Work task:
Could you set down all of the data again, exactly as it stands?

Data provided:
=====

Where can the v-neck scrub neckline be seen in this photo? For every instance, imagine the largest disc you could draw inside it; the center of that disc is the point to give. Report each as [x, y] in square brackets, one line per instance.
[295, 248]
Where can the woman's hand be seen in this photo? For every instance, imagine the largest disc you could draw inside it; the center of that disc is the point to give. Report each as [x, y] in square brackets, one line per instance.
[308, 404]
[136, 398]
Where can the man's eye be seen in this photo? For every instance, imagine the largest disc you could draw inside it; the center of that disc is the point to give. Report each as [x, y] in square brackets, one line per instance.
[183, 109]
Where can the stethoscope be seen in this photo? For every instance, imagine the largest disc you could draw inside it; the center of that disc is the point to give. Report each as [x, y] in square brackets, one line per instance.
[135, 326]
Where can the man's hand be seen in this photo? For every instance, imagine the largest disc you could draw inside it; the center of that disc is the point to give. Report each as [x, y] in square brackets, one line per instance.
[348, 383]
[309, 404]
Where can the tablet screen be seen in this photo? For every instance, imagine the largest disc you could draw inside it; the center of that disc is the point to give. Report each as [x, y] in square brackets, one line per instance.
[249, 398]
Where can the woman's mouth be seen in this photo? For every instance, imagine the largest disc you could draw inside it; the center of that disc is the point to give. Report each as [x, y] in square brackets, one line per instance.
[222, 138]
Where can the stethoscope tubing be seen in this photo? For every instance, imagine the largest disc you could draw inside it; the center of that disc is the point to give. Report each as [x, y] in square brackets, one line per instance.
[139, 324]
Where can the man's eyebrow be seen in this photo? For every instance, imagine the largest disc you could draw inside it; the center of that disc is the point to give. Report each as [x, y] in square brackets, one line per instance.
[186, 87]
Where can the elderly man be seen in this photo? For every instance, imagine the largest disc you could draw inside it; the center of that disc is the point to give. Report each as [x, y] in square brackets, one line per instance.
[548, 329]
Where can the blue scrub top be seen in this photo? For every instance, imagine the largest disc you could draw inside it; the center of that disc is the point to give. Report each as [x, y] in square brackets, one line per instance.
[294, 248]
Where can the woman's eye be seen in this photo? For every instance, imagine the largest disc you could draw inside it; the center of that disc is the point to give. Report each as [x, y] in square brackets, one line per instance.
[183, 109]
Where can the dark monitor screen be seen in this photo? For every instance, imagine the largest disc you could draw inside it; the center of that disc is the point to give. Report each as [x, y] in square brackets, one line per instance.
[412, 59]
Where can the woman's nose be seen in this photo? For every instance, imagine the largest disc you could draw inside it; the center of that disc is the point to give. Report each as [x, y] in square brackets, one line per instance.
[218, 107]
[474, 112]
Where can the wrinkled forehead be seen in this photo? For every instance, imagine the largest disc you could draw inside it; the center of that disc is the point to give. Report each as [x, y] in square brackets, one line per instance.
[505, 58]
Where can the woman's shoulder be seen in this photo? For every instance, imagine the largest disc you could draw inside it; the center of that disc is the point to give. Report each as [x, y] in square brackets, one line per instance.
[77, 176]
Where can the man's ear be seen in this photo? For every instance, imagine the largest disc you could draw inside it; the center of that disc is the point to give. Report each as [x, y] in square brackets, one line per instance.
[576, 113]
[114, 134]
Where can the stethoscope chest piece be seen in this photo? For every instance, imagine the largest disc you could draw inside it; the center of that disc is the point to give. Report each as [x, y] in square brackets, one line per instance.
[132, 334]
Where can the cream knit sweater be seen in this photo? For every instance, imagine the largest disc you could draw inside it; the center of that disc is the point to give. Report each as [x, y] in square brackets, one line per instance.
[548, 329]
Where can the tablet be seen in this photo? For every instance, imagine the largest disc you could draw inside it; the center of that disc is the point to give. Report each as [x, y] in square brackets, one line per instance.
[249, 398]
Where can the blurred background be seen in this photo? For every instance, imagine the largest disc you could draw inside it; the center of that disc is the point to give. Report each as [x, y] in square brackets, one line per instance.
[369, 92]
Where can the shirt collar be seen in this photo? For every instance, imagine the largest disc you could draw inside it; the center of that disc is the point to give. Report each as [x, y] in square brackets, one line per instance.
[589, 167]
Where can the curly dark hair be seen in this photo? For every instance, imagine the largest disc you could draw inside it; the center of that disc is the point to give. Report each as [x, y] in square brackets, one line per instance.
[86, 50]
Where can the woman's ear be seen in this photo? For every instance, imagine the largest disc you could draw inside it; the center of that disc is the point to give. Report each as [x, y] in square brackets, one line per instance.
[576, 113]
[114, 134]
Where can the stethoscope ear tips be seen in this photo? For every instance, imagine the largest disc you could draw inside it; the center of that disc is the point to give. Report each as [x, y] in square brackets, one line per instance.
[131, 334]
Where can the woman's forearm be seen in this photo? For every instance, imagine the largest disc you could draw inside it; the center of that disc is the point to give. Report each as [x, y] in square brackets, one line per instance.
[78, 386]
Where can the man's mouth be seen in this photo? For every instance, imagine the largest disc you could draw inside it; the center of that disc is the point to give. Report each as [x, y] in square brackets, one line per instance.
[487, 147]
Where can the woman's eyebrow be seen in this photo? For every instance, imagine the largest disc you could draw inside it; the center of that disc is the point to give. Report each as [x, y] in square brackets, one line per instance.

=====

Exercise result:
Where can the v-neck scrub neckline be seen in this photo? For every instance, imagine the largest disc you could draw inside it; the center of that disc is the point to give. Report each as [x, y] in square brackets, one line per instance.
[295, 248]
Where can the woman's hand be seen in this photo? For every instance, imagine the largest disc you could draw inside it; the center of that disc is the point to give. Report each as [x, y] in square brackets, one line per instance.
[308, 404]
[136, 398]
Where can the man's eye be seen in this photo? For every instance, imagine the largest disc you could draw inside it; the center of that disc is the point to give. Report each as [x, y] in square brackets, one line per instance.
[183, 109]
Where can the stethoscope be seen in this photo? For every instance, imagine the largest disc you could draw inside it; the center of that disc is the point to give. Report each as [x, y] in square brackets, one line per instance.
[135, 326]
Where can the man's hand be seen in this photo? For every instance, imagine the largest disc you could draw inside it; the center of that disc is the point to give. Report each as [x, y] in square brackets, one line per instance.
[348, 383]
[309, 404]
Where can the tablet screen be seen in this photo? For every instance, imagine the largest disc you could draw inside it; the center of that disc is the point to give. Report each as [x, y] in square brackets, one line per instance.
[249, 398]
Where can the woman's mouth be seen in this photo? For every instance, imagine the largest disc you could draw inside it; the center of that disc is the point to give. Report each as [x, y] in square brackets, one line per instance.
[222, 138]
Where can the stethoscope tubing be seen in this photo? For every instance, imagine the largest disc you could draw inside it; the center of that disc is the point to give. Report each as [x, y] in square brackets, one line per instance.
[139, 324]
Where can the man's eyebrow be seen in this photo? For every instance, imagine the largest disc you could draw inside it; the center of that disc is the point to give. Report each as [x, y] in square brackets, one line per instance.
[186, 87]
Where can the elderly man be seen in this photo? For every instance, imagine the largest disc you could draw inside it; the center of that disc is the point to give. Report each as [x, y] in square brackets, one line per instance.
[548, 329]
Where can the blue scrub top be seen in this photo? For every instance, imagine the largest disc you could draw inside it; the center of that disc is the point to give. Report each as [x, y] in square brackets, one line per instance.
[294, 248]
Where can the woman's eye be seen in this photo? For every instance, imagine the largest disc you could draw inside it; the center of that disc is the point to give. Report each as [x, y] in square brackets, one line per instance.
[183, 109]
Where can the dark monitor screen be seen in this photo? For every instance, imagine the largest disc you could draw inside it; the center of that disc is the point to give. Report each as [x, y] in square brackets, one line per instance.
[412, 59]
Where can the woman's nose be seen in this photo? For every instance, imagine the largest disc you could draw inside it; the center of that disc is the point to give. Report each as [x, y] in square brackets, one line per instance.
[218, 107]
[474, 112]
Where can the wrinkled forehead be seen in this photo? For every instance, imagine the largest disc you could draw inside it; the center of that disc is the point to give. Report each as [x, y] in square brackets, one line per instance.
[505, 58]
Where can the woman's shoulder be seen in this photo? For every instance, imagine the largest disc you could draw inside it; the center of that disc is the point to give. Report each as [x, y] in square brackets, one line per instance.
[77, 176]
Where can the man's ear be seen in this photo? For every instance, imagine the largest disc you could draw inside it; the center of that disc is the point to give. Report each as [x, y] in square brackets, one line per instance.
[576, 113]
[114, 134]
Where can the stethoscope chest piece be seen in this photo? For every instance, imagine the largest disc you could draw inside it; the center of that disc is the point to give. Report each as [x, y] in square brackets, one line per instance.
[132, 334]
Where can the cream knit sweater be seen in this photo? For every instance, imagine the largest disc you could draw inside it; the center of that disc is the point to give. Report each as [x, y] in square brackets, one line per instance.
[548, 329]
Where can the tablet be seen in this photo? For every instance, imagine the largest disc you could draw inside it; the center of that disc is the point to give. Report each as [x, y] in square brackets, one line per instance.
[249, 398]
Where can the blurred background be seen in this photo? For every instance, imagine the largest disc you could draw inside it; the center of that disc is the point to give. Report each as [x, y] in square brackets, one line per instance.
[369, 92]
Where can the shirt collar be seen in this photo? For every instance, imagine the largest disc you could draw inside it; the center of that disc is the point to give. Report each as [x, y] in square brackets, one line per instance.
[589, 167]
Where can the curly dark hair be seen in this photo? For every instance, imagine the largest disc you could draw inside it; the center of that disc is the point to give. Report each as [x, y] in square brackets, one line per instance.
[86, 50]
Where can the woman's ear be seen in this photo? For every instance, imagine the largest disc you could draw inside it; the center of that disc is the point to give. Report each as [x, y] in square brackets, one line per instance.
[576, 113]
[114, 134]
Where can the stethoscope ear tips be seen in this photo? For every instance, imagine the largest disc you could draw inside it; the center of that disc is the point to give. Report each as [x, y] in square brackets, one line per instance.
[131, 334]
Where can the woman's forearm be seen in this photo? For every instance, imagine the largest disc you could draw inside it; the center of that disc is the point to give. Report each as [x, y] in square brackets, one line per instance.
[78, 386]
Where can the man's mouth be seen in this photo? For every instance, imagine the largest disc you could draw inside it; the center of that disc is the point to give. Report each as [x, y] in square brackets, one line per instance.
[487, 147]
Where can the woman's eyebrow be seen in this photo? For every instance, imagine the largest disc you could draw inside it; the center of that disc is the point to give. Report each as [x, y] in square brackets, one line per instance.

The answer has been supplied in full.